» Objective: Update the items starting with the line containing "If you could segment every instance of the **pedestrian" and going on through the end of the items, replacing "valued" with "appreciated" and leaving everything else unchanged.

» Stored records:
• • •
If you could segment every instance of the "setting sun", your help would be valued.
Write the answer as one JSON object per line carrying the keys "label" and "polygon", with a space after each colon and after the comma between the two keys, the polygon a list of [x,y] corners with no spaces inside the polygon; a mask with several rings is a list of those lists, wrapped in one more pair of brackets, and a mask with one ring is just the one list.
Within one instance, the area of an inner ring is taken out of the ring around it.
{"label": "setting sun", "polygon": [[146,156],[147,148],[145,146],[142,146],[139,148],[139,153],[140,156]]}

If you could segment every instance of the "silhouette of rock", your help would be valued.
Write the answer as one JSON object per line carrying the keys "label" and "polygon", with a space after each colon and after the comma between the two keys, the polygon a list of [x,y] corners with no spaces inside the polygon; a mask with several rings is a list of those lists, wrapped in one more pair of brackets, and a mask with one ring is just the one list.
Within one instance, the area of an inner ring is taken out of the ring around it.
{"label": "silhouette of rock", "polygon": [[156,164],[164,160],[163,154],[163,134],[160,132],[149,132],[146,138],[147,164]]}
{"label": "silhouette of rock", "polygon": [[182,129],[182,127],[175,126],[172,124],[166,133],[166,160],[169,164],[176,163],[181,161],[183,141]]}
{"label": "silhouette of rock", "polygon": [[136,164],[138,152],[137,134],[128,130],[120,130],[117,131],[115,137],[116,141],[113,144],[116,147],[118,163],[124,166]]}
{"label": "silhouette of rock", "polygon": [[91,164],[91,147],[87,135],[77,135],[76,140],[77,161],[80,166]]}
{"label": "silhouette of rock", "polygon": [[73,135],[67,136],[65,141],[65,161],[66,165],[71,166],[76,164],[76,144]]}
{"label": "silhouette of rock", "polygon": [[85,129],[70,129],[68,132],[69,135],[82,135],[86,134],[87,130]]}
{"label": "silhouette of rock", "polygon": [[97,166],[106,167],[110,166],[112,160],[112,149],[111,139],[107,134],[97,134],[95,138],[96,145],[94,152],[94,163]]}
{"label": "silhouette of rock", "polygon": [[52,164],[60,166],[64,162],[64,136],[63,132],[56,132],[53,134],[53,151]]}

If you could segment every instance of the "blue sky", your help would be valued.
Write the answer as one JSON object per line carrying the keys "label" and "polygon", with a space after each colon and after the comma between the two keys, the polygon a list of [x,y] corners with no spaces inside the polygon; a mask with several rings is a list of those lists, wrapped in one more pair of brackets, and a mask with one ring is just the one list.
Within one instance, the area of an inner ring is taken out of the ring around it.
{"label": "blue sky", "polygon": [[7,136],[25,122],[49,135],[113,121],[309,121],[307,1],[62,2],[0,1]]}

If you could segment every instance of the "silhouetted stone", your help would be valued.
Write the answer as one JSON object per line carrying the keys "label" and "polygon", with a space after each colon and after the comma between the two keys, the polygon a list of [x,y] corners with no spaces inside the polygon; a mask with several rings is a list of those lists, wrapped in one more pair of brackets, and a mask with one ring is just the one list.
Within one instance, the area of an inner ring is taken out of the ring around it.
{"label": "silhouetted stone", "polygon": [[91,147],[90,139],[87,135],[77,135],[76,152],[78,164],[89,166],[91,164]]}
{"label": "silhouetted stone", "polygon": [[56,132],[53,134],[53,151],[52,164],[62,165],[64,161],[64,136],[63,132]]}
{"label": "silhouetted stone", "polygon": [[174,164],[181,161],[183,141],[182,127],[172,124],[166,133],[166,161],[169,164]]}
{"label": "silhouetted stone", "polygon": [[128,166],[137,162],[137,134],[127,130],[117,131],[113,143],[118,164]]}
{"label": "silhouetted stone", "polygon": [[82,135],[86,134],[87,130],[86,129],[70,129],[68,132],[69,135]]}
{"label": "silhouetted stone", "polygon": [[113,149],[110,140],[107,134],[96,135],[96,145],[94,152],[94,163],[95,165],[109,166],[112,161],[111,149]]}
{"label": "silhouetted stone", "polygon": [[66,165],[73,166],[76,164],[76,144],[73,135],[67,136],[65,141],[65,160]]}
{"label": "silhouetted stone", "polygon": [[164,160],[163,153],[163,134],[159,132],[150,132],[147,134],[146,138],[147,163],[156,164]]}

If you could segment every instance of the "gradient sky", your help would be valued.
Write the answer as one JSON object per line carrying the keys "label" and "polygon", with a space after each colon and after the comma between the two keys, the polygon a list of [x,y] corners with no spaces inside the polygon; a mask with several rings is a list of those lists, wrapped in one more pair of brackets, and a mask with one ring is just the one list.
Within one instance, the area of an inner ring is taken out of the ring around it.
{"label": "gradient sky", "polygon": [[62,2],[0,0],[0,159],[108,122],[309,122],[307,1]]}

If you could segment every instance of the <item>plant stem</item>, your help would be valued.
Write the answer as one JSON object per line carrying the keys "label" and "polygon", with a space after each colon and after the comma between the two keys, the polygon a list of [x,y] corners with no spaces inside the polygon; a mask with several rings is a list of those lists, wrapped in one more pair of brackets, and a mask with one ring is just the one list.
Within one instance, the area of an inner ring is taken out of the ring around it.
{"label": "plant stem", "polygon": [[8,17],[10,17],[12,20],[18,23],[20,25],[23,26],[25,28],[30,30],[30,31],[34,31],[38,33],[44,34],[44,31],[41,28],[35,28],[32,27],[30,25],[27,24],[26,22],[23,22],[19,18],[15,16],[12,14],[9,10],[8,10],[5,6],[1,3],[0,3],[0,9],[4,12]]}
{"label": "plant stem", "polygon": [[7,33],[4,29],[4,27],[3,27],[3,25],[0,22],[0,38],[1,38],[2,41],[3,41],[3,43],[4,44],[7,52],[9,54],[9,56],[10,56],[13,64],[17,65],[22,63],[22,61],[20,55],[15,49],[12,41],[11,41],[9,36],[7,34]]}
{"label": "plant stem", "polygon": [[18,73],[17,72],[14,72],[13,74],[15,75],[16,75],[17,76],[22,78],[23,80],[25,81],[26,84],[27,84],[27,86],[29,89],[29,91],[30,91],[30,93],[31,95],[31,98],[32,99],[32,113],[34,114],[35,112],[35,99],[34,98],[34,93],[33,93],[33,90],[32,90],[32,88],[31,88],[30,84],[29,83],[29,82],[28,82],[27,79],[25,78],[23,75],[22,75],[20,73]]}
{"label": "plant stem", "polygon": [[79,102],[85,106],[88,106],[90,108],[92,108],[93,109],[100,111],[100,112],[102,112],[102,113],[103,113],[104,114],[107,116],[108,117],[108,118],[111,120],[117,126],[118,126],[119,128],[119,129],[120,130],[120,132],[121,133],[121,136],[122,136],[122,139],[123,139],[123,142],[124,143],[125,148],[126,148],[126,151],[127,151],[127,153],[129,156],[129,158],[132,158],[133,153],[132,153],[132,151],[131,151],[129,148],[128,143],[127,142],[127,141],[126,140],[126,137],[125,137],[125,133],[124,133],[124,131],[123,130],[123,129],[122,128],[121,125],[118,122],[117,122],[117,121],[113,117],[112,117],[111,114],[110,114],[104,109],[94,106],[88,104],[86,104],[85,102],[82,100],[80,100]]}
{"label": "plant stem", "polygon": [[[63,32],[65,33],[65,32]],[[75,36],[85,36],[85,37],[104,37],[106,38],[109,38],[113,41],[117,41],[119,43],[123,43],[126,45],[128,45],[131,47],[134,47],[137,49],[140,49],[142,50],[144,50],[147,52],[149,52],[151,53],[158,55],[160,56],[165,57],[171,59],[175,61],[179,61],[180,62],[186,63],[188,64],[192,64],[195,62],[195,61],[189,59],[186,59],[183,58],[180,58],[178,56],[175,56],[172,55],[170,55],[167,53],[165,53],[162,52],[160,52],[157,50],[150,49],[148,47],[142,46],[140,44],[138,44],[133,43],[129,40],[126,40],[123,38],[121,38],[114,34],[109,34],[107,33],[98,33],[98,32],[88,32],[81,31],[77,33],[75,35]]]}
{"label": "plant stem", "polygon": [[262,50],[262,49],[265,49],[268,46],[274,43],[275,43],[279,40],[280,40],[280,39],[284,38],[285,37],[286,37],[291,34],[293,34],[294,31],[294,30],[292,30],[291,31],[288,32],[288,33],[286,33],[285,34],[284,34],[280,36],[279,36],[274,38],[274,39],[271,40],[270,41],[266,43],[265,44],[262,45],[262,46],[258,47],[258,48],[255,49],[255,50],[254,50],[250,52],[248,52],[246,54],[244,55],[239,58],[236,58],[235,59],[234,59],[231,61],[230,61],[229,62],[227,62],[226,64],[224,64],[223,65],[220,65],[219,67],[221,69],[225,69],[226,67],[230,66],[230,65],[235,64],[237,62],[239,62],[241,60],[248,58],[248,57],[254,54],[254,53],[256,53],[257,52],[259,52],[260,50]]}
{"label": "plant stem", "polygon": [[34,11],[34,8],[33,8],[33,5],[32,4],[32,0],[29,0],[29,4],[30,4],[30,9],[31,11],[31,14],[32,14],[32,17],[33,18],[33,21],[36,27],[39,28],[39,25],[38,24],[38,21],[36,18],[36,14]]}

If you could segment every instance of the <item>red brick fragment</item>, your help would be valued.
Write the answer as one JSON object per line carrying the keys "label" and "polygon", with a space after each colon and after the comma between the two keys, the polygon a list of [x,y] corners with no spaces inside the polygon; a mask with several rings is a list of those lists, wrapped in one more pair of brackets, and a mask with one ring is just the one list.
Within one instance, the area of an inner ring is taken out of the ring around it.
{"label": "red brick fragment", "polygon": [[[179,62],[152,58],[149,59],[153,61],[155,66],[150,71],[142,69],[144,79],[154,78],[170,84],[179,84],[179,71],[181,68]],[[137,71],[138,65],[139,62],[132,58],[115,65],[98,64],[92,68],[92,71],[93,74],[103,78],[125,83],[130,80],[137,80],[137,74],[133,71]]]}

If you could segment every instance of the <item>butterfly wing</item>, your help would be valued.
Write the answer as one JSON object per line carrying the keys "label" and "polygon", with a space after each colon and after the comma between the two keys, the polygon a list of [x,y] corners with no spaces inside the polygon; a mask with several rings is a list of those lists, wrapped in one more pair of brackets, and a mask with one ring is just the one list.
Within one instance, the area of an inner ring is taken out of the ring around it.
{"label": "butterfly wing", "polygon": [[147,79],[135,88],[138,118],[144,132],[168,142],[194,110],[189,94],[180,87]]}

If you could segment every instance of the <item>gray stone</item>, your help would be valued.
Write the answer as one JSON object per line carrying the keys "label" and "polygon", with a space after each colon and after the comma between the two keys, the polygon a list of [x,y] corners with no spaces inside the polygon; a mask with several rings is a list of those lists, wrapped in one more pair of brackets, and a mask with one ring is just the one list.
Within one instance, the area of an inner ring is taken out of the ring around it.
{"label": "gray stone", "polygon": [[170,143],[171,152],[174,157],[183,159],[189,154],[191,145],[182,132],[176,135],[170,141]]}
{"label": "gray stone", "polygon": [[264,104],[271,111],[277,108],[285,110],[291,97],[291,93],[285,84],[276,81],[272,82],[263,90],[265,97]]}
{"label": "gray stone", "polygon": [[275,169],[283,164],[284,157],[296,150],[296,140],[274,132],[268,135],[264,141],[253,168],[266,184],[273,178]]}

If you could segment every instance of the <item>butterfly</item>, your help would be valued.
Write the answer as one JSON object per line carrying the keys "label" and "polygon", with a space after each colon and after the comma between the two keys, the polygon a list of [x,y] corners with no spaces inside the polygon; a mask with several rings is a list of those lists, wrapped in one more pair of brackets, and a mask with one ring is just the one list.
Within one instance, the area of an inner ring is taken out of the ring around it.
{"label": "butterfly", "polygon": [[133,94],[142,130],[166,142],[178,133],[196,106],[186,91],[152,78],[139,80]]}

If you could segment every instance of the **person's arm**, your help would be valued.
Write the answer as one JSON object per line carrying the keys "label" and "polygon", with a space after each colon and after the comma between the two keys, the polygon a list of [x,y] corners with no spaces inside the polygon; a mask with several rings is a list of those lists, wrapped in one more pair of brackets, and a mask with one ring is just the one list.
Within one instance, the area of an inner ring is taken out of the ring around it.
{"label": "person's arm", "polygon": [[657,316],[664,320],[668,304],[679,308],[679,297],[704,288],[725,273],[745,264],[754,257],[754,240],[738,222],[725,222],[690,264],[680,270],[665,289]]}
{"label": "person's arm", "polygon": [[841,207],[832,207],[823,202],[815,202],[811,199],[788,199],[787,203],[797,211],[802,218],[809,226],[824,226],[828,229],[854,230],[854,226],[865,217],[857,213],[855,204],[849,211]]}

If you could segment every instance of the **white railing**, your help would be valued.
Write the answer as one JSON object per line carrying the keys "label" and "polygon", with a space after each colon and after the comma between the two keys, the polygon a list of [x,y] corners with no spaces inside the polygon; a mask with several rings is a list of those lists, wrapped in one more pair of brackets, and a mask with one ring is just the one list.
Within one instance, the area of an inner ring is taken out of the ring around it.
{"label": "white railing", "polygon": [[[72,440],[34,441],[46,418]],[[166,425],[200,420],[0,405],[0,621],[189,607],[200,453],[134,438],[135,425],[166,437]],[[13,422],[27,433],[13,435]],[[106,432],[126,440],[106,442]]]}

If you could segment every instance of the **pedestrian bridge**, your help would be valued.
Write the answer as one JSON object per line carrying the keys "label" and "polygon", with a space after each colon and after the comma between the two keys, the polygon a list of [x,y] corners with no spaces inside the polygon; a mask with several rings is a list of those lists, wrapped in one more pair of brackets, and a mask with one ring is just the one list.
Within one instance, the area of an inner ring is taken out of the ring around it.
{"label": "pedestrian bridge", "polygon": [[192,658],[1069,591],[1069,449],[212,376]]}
• • •
» Correct answer:
If you could segment every instance of the **pedestrian bridge**, your help would be appreciated.
Write the answer as one JSON object per line carrying the keys "label" and "polygon", with a space after each colon and after the comma between the two keys, the polygon a list of [x,y] corners with no spaces inside the polygon; a mask with several rings is a list of those lists, wrapped in one more pair of brackets, and a mask with one ring is just the one list.
Within one instance, the area of an inner ring is taken out of the ring around it.
{"label": "pedestrian bridge", "polygon": [[192,658],[1069,591],[1069,449],[212,376]]}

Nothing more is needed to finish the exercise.